*TEXTO FACILITADO*.
Asistimos a la culminación de la privatización completa de la política. El Estado deja de ser el instrumento de transformación colectiva y se convierte en la prolongación clientelar de la familia, el partido o, en sus formulaciones más casposas, el propio ombligo (y bragueta).
Paradójicamente, hoy las siglas socialistas apuntan en una dirección profundamente antipolítica y, por ende, abiertamente antisocialista.
A quienes nos reconocemos como socialistas nos debería mover el ideal de una sociedad sin privilegios, en la que «el libre desarrollo de cada uno es la condición para el libre desarrollo de todos».
Una sociedad, en definitiva, radicalmente democrática, en la que cristalice la forma más destilada del ideal de ciudadanía y en la que seamos capaces de entronizar la igual libertad de cada ciudadano y la posibilidad de autogobernar nuestras vidas.
Un ideal indudablemente alejado de la vida cotidiana de millones de personas, que siguen sufriendo unas condiciones materiales de existencia caracterizadas por la violencia, la opresión y la servidumbre.
Entonces ¿por qué hemos de atrincherarnos en torno a grupos políticos cuya única preocupación es mantener el poder a cualquier precio sin capacidad siquiera de sacar adelante unos Presupuestos que permitan orientar la política social y económica hacia la redistribución de la riqueza, la protección de los trabajadores, la vivienda pública o la justicia social?
¿Qué hay de socialismo en cerrar filas en torno a personajes nefastos que (presuntamente) nadaban en dinero negro, sustanciaban negocietes hediondos y aprovechaban una de las grandes tragedias de nuestra Historia reciente para facturar y lucrarse a costa del bien común y de la salud pública?
«Atreverse a pensar fuera de la tribu, a la intemperie, es interpretado como un síntoma de debilidad, de triste y frágil equidistancia o de arrogancia que siempre termina siendo correspondida con el correctivo de la soledad»
Como el pensamiento crítico es sustituido con frecuencia por un péndulo dicotómico y simplón, hay quien anuda estas críticas, que formulo con profundo desasosiego, a la derecha.
En tiempos complicados para las sutilezas, resulta ardua tarea explicar que se trata precisamente de lo contrario: de religar, de una vez por todas, el socialismo con sus principios, y no con los intereses privados de una cohorte de sinvergüenzas.

*LÍNEAS FACILITADAS*.
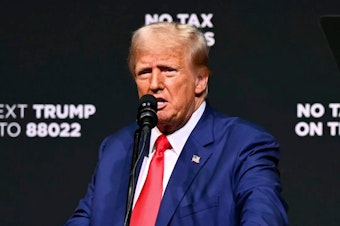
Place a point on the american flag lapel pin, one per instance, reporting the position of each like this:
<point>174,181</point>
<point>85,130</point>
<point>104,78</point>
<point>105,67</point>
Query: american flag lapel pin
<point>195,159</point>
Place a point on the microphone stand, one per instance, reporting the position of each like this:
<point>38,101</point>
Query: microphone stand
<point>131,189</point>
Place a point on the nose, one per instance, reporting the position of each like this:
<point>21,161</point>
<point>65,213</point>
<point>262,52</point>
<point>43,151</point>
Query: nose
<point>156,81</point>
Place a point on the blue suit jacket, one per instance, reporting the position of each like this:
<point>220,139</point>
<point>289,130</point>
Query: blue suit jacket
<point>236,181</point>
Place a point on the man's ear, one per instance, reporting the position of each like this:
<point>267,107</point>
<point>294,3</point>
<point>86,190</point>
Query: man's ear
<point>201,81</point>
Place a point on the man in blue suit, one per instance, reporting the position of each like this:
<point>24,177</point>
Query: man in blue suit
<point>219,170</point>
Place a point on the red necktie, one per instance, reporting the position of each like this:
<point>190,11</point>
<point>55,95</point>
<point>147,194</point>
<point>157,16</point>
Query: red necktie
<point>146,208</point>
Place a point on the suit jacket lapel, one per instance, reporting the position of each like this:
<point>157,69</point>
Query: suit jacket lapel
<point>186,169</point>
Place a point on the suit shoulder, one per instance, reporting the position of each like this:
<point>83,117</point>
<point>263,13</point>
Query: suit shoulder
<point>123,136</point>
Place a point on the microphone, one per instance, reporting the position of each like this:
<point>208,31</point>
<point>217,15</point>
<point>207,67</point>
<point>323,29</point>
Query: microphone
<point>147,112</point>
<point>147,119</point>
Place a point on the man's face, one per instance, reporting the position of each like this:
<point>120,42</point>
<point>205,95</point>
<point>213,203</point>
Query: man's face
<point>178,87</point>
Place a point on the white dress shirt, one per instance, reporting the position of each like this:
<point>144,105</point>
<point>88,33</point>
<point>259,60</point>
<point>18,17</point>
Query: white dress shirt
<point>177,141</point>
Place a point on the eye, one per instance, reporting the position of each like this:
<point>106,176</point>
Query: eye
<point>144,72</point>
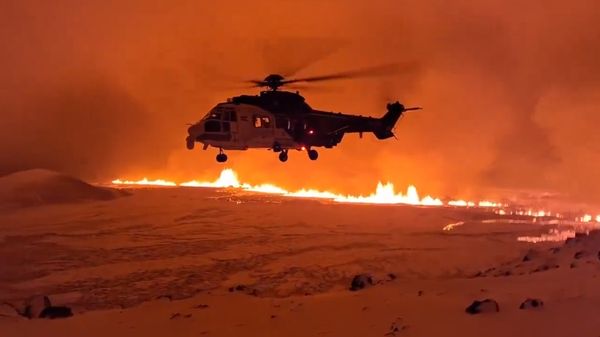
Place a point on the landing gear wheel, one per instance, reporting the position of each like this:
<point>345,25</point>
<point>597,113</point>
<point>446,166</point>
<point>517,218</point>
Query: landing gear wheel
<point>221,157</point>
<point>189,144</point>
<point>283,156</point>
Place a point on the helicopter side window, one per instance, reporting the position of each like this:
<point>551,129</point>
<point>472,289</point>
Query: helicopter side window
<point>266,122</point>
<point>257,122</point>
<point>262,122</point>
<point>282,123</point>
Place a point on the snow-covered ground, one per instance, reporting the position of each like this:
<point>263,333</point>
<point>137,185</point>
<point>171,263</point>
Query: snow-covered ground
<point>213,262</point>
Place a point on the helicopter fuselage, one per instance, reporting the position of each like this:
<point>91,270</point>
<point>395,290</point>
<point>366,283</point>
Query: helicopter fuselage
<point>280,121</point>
* * *
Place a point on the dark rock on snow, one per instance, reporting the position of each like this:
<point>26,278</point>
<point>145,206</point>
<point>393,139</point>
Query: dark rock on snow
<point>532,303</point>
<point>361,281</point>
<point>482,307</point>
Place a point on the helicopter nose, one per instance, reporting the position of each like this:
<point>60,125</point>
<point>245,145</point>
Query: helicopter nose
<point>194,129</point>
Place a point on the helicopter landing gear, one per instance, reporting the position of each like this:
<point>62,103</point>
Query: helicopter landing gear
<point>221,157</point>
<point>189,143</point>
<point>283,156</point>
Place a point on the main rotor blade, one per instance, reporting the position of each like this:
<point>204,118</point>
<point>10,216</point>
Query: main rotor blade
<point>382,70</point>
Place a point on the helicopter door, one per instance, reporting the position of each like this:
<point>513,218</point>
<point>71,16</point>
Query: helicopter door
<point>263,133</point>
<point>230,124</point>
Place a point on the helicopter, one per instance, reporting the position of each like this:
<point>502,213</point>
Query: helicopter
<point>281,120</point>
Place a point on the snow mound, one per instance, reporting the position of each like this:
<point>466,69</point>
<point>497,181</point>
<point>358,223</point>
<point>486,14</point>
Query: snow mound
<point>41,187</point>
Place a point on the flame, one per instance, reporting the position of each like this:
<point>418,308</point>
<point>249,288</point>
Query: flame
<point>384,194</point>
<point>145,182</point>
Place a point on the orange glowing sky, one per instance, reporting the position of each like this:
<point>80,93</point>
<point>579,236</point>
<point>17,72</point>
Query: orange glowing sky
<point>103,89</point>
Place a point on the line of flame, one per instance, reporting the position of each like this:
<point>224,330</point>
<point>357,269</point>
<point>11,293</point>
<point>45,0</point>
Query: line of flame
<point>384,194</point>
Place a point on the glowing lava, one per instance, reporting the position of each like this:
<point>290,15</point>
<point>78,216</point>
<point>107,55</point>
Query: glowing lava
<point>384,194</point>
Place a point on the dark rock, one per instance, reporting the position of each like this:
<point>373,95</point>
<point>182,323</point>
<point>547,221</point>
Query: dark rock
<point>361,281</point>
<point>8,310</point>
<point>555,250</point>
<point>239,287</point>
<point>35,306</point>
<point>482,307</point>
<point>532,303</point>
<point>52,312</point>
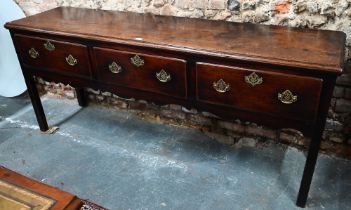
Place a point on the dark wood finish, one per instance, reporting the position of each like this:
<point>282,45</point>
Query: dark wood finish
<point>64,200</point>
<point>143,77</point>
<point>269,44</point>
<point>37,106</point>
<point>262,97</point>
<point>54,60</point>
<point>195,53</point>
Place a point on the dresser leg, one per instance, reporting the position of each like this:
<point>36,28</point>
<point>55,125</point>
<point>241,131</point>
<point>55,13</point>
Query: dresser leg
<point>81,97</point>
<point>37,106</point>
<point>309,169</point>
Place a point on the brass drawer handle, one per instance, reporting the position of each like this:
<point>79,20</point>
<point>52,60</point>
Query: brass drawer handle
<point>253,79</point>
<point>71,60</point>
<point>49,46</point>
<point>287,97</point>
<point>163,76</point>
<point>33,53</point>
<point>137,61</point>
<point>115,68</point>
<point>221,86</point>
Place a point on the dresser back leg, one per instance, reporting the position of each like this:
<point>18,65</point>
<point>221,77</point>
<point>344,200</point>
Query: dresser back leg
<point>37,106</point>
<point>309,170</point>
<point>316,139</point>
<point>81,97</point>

*INSTRUCCIONES*.
a – Enumera los fines hacia los que, según el texto facilitado, unos Presupuestos permitirían orientar la política social y económica.
b – Traduce al inglés esta oración del texto facilitado: «Paradójicamente, hoy las siglas socialistas apuntan en una dirección profundamente antipolítica y, por ende, abiertamente antisocialista.»
c – Reproduce del texto facilitado el tramo que va desde "Un ideal indudablemente" hasta "la justicia social?".

*SOLUCIONES*.
a –
- la redistribución de la riqueza
- la protección de los trabajadores
- la vivienda pública
- la justicia social

b – Paradoxically, the socialist acronym today points in a profoundly antipolitical and, therefore, openly antisocialist direction.

c –
Un ideal indudablemente alejado de la vida cotidiana de millones de personas, que siguen sufriendo unas condiciones materiales de existencia caracterizadas por la violencia, la opresión y la servidumbre.
Entonces ¿por qué hemos de atrincherarnos en torno a grupos políticos cuya única preocupación es mantener el poder a cualquier precio sin capacidad siquiera de sacar adelante unos Presupuestos que permitan orientar la política social y económica hacia la redistribución de la riqueza, la protección de los trabajadores, la vivienda pública o la justicia social?